━━━━━ FRAGMENT

Duda miażdży Tuska: Działania śledczych były dramatycznie kompromitujące
We wtorek MON przedstawiło raport zespołu badającego prace podkomisji smoleńskiej, którą w 2016 r. powołał ówczesny szef MON Antoni Macierewicz. Jak zapowiedziano, efektem tych prac będą 41 zawiadomienia o możliwości popełnienia przestępstw.
Działania śledczych były dramatycznie kompromitujące
Pytany o tę kwestię podczas wizyty w Korei Południowej prezydent Duda wyraził nadzieję, że jeśli ktoś już skieruje zawiadomienia do prokuratury w sprawie działalności podkomisji smoleńskiej, to ta „wreszcie zajmie się tym", czym zajmowała się ta podkomisja, czyli „kwestią badania przyczyn katastrofy" z 10 kwietnia 2010 r.
„Niestety, przypomnijcie sobie, że w 2010 r. nie kto inny, a premier Donald Tusk podjął decyzję, że śledztwo nie będzie realizowane w oparciu o polsko-rosyjską umowę dotyczącą statków powietrznych wojskowych, tylko, nie wiadomo dlaczego, o konwencję dotyczącą statków cywilnych, podczas gdy był to samolot bez wątpienia wojskowy, pilotowany przez wojskowych pilotów, będący w zasobach polskiej armii"
- mówił Duda.
Tym samym „ówczesny rząd zgodził się, aby Rosja mogła de facto prowadzić to śledztwo sama"

━━━━━━━━━━

TREŚĆ POLECENIA: Na podstawie fragmentu wyjaśnij w jednym do trzech zdań, dlaczego prezydent Duda krytykuje oparcie śledztwa na konwencji dotyczącej statków cywilnych. Zamieszczony dalej materiał nie ma związku z fragmentem.

━━━━━ ZESTAW MATERIAŁÓW

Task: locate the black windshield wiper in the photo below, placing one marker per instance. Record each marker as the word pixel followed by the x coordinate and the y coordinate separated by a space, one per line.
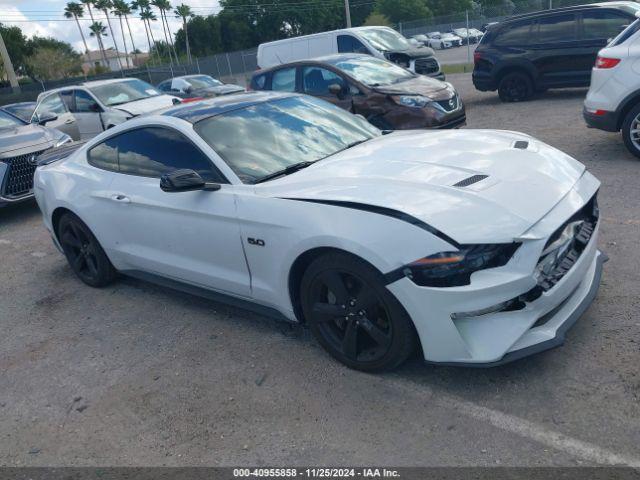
pixel 285 171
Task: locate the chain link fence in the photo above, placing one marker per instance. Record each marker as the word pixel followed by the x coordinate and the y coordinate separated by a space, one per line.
pixel 236 67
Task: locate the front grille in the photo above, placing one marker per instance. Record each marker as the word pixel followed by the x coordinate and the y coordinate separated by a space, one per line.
pixel 427 66
pixel 451 104
pixel 19 179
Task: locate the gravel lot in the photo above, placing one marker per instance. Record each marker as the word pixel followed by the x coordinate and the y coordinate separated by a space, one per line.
pixel 139 375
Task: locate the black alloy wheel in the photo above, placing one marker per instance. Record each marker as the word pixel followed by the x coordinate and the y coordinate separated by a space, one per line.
pixel 84 254
pixel 515 87
pixel 353 316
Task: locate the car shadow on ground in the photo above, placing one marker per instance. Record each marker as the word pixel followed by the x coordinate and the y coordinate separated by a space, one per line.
pixel 491 98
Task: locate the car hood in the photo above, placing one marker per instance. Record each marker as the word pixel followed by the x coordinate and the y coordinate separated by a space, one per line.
pixel 215 91
pixel 147 105
pixel 416 172
pixel 25 137
pixel 420 85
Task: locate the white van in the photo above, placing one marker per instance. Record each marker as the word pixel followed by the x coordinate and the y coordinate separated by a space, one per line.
pixel 381 42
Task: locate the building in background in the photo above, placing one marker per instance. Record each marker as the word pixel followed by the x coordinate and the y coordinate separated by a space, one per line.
pixel 94 58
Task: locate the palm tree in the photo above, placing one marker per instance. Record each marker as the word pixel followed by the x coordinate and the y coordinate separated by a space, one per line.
pixel 74 10
pixel 98 30
pixel 88 3
pixel 155 3
pixel 184 11
pixel 146 15
pixel 105 5
pixel 164 6
pixel 118 10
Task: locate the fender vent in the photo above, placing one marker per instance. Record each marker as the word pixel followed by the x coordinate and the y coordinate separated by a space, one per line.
pixel 470 181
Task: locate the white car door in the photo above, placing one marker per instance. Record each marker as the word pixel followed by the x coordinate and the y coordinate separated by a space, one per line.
pixel 192 237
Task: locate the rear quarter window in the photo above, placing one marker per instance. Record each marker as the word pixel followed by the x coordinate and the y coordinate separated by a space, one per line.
pixel 259 82
pixel 515 34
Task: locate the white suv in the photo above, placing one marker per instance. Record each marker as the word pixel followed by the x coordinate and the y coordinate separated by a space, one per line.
pixel 613 101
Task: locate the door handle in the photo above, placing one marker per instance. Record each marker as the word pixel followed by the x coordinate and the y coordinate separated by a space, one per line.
pixel 120 198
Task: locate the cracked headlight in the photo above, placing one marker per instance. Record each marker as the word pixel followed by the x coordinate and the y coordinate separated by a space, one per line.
pixel 62 140
pixel 417 101
pixel 454 269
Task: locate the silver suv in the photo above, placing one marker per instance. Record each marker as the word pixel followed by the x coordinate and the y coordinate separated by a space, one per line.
pixel 83 111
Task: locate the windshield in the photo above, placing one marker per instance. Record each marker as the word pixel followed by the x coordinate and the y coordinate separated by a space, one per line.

━━━━━━━━━━

ODPOWIEDŹ: Według prezydenta Dudy był to bez wątpienia samolot wojskowy, pilotowany przez wojskowych pilotów i należący do zasobów polskiej armii. Mimo to śledztwo nie zostało oparte na polsko-rosyjskiej umowie dotyczącej wojskowych statków powietrznych. Przez tę decyzję ówczesny rząd zgodził się, aby Rosja de facto sama prowadziła śledztwo.